- _AIM_
Arrange the lines from the line with "Expected behaviour: mark a point on the sponsor" to the line with "95], [134, 83]]" as a Markdown table with the columns Row and Line, numbering each row and skipping any blank lines.

- _INPUT RECORDS_
========================================================================
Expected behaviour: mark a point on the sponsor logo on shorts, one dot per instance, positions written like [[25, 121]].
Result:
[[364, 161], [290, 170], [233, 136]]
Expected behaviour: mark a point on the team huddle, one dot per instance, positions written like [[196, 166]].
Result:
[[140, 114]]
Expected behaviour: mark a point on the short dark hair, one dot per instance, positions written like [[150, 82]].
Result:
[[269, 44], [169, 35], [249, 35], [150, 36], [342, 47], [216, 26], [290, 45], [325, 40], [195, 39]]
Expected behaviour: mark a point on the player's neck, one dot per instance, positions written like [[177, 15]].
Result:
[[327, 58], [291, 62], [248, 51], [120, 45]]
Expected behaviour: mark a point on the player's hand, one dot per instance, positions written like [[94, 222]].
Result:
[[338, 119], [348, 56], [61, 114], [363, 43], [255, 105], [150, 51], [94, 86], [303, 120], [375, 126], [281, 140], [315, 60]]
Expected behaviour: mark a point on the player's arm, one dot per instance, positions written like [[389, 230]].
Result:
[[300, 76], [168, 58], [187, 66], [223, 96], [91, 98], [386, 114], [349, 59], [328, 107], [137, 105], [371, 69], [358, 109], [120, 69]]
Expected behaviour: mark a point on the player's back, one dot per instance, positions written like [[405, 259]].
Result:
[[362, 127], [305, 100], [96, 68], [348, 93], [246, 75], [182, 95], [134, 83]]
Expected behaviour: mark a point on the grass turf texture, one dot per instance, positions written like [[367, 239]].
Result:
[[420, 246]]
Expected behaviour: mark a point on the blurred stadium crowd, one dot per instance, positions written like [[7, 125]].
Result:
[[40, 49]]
========================================================================
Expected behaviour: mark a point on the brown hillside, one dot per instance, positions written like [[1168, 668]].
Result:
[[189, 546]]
========================================================================
- _TASK ANSWER_
| Row | Line |
|---|---|
| 1 | Expected behaviour: mark a point on the sponsor logo on shorts, one dot per instance, positions written like [[25, 121]]. |
| 2 | Result: |
| 3 | [[364, 161], [290, 170], [233, 136]] |
| 4 | Expected behaviour: mark a point on the team huddle, one dot per instance, positions written like [[196, 166]]. |
| 5 | Result: |
| 6 | [[140, 114]] |
| 7 | Expected behaviour: mark a point on the short dark hair, one dot per instance, positions written like [[150, 82]]. |
| 8 | Result: |
| 9 | [[269, 44], [169, 35], [249, 35], [150, 36], [342, 47], [216, 26], [290, 45], [325, 40], [195, 39]] |
| 10 | Expected behaviour: mark a point on the player's neck, one dot per instance, positions written like [[177, 15]]. |
| 11 | Result: |
| 12 | [[327, 58], [291, 62], [248, 51], [120, 45]] |
| 13 | Expected behaviour: mark a point on the player's hand, one dot per instance, positions written like [[94, 222]]. |
| 14 | Result: |
| 15 | [[338, 119], [348, 56], [61, 114], [363, 43], [255, 105], [150, 51], [94, 86], [303, 120], [375, 126], [281, 140], [315, 60]] |
| 16 | Expected behaviour: mark a point on the player's arm, one dot per instance, positions written like [[389, 230]]. |
| 17 | Result: |
| 18 | [[300, 76], [168, 58], [187, 66], [223, 96], [91, 98], [386, 114], [349, 59], [328, 107], [137, 105], [371, 69], [358, 109], [120, 69]] |
| 19 | Expected behaviour: mark a point on the player's back, one dot per instance, positions written like [[405, 259]]. |
| 20 | Result: |
| 21 | [[362, 127], [305, 100], [96, 68], [348, 93], [246, 75], [182, 95], [134, 83]] |